── Recorded information ──

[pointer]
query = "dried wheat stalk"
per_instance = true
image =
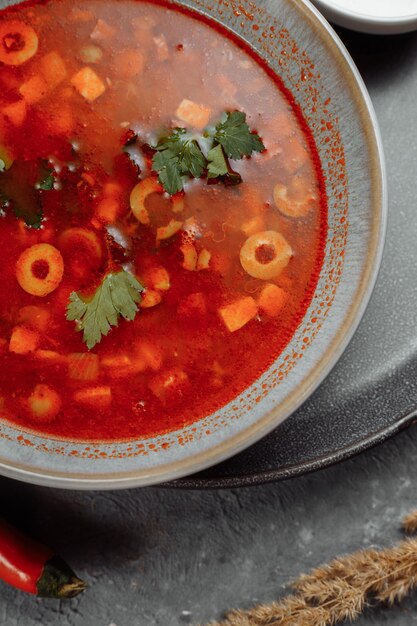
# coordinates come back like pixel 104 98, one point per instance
pixel 340 590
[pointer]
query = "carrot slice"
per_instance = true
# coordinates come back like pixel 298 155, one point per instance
pixel 18 42
pixel 39 269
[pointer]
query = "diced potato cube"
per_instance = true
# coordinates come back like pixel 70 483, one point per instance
pixel 169 384
pixel 34 89
pixel 204 258
pixel 35 317
pixel 239 313
pixel 23 340
pixel 189 256
pixel 157 278
pixel 15 112
pixel 53 69
pixel 150 298
pixel 193 114
pixel 44 403
pixel 272 299
pixel 194 304
pixel 83 366
pixel 99 397
pixel 88 84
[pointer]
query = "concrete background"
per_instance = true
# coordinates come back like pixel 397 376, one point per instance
pixel 168 557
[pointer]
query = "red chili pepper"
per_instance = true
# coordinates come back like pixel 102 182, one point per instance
pixel 31 567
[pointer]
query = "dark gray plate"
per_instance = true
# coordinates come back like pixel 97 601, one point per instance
pixel 372 393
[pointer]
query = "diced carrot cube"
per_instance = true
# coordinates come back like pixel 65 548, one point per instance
pixel 23 340
pixel 130 63
pixel 88 84
pixel 44 403
pixel 36 317
pixel 102 30
pixel 34 89
pixel 150 298
pixel 53 69
pixel 83 366
pixel 204 259
pixel 190 256
pixel 272 299
pixel 99 397
pixel 169 384
pixel 15 112
pixel 150 354
pixel 239 313
pixel 157 278
pixel 194 304
pixel 108 209
pixel 193 114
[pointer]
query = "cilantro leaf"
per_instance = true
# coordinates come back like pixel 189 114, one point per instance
pixel 177 155
pixel 236 138
pixel 217 162
pixel 117 296
pixel 219 167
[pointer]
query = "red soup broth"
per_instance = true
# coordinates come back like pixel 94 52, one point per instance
pixel 77 81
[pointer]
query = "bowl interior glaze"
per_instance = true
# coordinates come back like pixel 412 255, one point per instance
pixel 296 43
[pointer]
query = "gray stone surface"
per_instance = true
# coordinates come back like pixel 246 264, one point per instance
pixel 168 557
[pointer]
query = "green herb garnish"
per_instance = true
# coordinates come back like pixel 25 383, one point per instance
pixel 180 155
pixel 117 296
pixel 177 155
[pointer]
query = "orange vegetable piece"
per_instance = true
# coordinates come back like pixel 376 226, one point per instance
pixel 239 313
pixel 150 298
pixel 169 384
pixel 88 84
pixel 39 269
pixel 95 396
pixel 36 317
pixel 44 403
pixel 193 114
pixel 83 366
pixel 18 42
pixel 53 69
pixel 272 299
pixel 15 112
pixel 23 340
pixel 34 89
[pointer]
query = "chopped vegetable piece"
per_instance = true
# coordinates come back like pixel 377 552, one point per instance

───

- [Task]: Starting at the top of the data and going on through the line with "pixel 31 567", write out each line as one string in a JSON list, skipping blank lines and leaving out the pictures.

- [Result of the exercise]:
[
  "[pointer]",
  "query = \"dried wheat stalk\"",
  "per_instance = true",
  "image =",
  "# coordinates come back like pixel 104 98, one point per instance",
  "pixel 340 590",
  "[pointer]",
  "query = \"carrot slice\"",
  "per_instance = true",
  "# coordinates come back like pixel 298 155, one point per instance",
  "pixel 18 42",
  "pixel 39 269",
  "[pointer]",
  "query = \"diced potato cube\"",
  "per_instance = true",
  "# coordinates come back like pixel 70 483, one point per instance",
  "pixel 169 384",
  "pixel 34 89",
  "pixel 204 258",
  "pixel 35 317",
  "pixel 239 313",
  "pixel 23 340",
  "pixel 189 256",
  "pixel 157 278",
  "pixel 15 112",
  "pixel 53 69",
  "pixel 150 298",
  "pixel 193 114",
  "pixel 44 403",
  "pixel 272 299",
  "pixel 194 304",
  "pixel 83 366",
  "pixel 99 397",
  "pixel 88 84",
  "[pointer]",
  "query = \"concrete background\"",
  "per_instance = true",
  "# coordinates come back like pixel 397 376, one point per instance",
  "pixel 168 557",
  "[pointer]",
  "query = \"red chili pepper\"",
  "per_instance = true",
  "# coordinates come back like pixel 102 182, one point per instance",
  "pixel 31 567"
]